■ Required task ■
Can you copy the lines from the one that contains "Annotation guideline: for every instance of the air" through the end of the material below, exactly and with nothing else?
* start Dataset extract *
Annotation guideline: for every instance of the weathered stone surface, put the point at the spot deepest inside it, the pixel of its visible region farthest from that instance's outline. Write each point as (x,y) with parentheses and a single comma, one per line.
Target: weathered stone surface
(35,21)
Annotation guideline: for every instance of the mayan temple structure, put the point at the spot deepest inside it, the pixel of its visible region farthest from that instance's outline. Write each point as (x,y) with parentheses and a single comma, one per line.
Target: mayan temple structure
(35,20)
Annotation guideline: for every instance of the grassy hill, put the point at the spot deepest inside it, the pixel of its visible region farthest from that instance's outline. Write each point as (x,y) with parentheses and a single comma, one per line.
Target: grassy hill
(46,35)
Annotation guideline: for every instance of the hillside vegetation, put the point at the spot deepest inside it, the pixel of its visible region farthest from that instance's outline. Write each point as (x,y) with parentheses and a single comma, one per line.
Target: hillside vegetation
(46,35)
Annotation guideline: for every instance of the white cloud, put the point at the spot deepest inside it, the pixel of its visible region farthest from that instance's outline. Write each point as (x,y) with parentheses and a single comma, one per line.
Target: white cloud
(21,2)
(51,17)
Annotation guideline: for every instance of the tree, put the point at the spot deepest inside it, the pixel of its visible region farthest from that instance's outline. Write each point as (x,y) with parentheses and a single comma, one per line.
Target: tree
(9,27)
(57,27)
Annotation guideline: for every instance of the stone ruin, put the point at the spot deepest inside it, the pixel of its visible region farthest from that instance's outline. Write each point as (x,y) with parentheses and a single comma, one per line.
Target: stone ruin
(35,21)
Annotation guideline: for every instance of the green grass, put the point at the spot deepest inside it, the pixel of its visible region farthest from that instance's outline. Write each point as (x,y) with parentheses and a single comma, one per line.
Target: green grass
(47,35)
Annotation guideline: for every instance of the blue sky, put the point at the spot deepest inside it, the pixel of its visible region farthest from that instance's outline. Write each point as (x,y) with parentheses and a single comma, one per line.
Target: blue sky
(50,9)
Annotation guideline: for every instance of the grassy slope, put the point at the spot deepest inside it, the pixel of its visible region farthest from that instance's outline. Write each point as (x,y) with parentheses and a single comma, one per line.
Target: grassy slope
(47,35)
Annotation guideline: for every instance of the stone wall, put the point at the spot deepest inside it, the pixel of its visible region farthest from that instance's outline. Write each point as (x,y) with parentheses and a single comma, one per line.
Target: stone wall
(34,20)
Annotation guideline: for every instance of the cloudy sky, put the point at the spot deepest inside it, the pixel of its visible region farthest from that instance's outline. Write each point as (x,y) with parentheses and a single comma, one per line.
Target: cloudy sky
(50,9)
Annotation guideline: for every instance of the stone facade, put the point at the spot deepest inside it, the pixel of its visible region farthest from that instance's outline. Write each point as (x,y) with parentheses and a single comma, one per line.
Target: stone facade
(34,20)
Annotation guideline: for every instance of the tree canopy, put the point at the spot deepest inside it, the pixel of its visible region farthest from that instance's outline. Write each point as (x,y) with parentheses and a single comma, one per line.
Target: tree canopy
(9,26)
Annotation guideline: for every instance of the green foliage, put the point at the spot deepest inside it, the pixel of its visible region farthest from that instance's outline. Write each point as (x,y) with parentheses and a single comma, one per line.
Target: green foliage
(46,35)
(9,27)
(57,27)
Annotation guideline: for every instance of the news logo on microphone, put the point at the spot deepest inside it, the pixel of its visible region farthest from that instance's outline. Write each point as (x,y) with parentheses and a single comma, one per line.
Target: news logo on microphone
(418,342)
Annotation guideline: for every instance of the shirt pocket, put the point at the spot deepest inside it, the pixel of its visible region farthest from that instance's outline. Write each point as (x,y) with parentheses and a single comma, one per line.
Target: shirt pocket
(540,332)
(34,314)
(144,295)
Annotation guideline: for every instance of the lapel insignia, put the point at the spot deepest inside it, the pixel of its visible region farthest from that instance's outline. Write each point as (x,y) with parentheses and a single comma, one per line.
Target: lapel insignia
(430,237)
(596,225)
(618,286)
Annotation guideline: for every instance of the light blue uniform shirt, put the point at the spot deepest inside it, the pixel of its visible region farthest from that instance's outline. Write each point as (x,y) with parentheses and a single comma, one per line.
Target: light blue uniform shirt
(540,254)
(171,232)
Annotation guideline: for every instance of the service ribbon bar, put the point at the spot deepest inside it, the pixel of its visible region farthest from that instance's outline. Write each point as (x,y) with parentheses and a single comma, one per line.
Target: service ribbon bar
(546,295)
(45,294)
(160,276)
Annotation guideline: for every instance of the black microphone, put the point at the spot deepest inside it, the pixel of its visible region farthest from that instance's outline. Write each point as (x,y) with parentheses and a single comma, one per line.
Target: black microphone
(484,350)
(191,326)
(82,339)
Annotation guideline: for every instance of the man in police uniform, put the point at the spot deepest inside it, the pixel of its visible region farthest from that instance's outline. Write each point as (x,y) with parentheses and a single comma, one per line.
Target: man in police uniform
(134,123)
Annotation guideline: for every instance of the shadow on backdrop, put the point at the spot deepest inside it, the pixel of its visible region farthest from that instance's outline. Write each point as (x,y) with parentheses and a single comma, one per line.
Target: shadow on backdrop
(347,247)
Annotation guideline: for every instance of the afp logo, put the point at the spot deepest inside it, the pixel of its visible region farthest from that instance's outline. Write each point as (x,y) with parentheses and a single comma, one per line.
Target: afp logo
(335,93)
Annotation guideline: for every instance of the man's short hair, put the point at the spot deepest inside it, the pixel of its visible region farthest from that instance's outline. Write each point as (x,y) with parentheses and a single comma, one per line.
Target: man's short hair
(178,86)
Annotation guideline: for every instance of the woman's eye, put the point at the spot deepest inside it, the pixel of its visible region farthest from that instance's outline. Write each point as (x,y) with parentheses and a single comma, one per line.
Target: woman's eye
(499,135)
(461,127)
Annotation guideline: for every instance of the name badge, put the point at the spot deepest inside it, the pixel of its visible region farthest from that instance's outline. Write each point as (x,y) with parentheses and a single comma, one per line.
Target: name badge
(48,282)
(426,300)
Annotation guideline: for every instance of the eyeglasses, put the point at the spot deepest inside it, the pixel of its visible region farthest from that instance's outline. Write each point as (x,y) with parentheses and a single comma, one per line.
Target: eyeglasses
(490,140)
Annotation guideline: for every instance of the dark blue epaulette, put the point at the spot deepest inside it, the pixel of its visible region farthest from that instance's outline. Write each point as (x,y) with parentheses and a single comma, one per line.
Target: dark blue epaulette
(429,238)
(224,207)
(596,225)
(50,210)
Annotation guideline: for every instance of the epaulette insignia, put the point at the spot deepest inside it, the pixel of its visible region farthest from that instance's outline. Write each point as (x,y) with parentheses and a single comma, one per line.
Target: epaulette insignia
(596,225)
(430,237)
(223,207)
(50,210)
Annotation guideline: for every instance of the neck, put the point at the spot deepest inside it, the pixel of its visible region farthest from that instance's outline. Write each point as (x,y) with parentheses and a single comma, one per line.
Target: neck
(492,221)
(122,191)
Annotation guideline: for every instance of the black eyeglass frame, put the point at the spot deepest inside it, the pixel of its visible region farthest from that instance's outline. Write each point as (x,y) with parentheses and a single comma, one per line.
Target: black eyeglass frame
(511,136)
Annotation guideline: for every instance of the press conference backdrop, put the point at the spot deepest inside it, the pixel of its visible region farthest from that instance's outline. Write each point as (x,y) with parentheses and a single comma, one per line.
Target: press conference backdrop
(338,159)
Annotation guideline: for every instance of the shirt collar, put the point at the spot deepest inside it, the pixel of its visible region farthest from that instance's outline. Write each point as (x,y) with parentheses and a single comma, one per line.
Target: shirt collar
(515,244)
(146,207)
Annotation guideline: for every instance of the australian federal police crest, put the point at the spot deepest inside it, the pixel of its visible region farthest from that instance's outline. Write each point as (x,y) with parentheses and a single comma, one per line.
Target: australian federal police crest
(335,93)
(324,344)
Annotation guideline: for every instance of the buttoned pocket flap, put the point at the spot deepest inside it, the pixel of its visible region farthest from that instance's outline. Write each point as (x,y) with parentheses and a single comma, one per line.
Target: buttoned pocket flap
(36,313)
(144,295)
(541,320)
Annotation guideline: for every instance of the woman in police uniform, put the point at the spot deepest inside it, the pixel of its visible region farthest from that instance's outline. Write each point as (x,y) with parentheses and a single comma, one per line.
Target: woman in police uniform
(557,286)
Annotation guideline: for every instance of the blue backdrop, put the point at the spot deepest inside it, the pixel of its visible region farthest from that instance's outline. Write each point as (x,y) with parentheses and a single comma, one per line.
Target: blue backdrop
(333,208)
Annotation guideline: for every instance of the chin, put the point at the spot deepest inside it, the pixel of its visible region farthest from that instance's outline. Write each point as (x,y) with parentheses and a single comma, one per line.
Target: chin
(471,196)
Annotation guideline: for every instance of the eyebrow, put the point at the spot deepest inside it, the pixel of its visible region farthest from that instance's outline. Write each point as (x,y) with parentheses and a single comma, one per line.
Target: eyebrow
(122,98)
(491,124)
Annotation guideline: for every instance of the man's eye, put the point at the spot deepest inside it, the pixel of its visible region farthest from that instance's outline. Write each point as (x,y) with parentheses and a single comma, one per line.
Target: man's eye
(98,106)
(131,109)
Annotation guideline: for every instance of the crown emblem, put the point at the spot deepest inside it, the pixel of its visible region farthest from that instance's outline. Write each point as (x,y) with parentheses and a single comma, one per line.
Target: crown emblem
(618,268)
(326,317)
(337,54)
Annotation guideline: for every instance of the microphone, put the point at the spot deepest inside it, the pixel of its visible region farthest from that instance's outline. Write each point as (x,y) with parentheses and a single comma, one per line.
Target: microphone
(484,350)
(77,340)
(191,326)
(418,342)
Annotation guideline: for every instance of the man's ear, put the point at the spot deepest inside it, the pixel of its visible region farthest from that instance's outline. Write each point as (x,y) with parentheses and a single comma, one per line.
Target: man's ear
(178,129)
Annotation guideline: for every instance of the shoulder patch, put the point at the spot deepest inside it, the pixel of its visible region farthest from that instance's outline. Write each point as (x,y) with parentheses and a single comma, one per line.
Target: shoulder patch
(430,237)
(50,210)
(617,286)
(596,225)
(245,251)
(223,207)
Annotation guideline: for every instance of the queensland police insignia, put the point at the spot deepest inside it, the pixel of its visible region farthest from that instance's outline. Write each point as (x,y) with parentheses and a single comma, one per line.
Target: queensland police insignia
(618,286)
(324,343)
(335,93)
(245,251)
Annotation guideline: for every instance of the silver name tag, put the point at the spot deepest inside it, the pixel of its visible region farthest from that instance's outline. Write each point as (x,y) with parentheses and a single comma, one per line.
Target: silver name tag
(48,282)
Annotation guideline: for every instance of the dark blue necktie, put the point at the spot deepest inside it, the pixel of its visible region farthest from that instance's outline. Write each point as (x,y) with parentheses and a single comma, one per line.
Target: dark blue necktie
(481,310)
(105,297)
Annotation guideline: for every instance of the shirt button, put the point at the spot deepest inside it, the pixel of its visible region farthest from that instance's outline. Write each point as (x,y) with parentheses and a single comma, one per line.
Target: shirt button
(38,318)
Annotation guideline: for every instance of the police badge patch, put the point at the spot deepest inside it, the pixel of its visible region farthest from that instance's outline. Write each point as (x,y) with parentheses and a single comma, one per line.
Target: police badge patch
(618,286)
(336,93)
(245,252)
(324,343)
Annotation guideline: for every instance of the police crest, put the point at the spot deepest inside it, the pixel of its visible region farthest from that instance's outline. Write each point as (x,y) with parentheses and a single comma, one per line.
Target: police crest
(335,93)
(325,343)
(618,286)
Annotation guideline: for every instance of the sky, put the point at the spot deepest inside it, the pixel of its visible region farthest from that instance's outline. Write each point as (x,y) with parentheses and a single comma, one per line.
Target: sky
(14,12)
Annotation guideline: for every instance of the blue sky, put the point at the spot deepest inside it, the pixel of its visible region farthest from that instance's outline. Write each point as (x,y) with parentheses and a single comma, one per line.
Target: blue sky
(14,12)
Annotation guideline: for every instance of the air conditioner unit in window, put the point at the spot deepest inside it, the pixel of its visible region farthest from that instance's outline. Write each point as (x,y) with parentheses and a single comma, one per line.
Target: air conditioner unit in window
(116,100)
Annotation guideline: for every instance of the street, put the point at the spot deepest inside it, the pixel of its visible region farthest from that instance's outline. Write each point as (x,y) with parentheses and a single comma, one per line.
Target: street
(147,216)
* end Dataset extract *
■ Output of the task ■
Annotation guideline: for every instance of the air conditioner unit in window, put the point at the spot deepest inside it, the pixel of its visible region farthest from that instance's outline. Write each point as (x,y) with parentheses and a single comma, one per line.
Target: air conditioner unit in window
(116,100)
Annotation guideline: for every instance of the street, put the point at the spot deepest inside it, the pixel of its visible region farthest from that instance's outline. Write each point as (x,y) with parentheses and a single comma, one per line.
Target: street
(147,216)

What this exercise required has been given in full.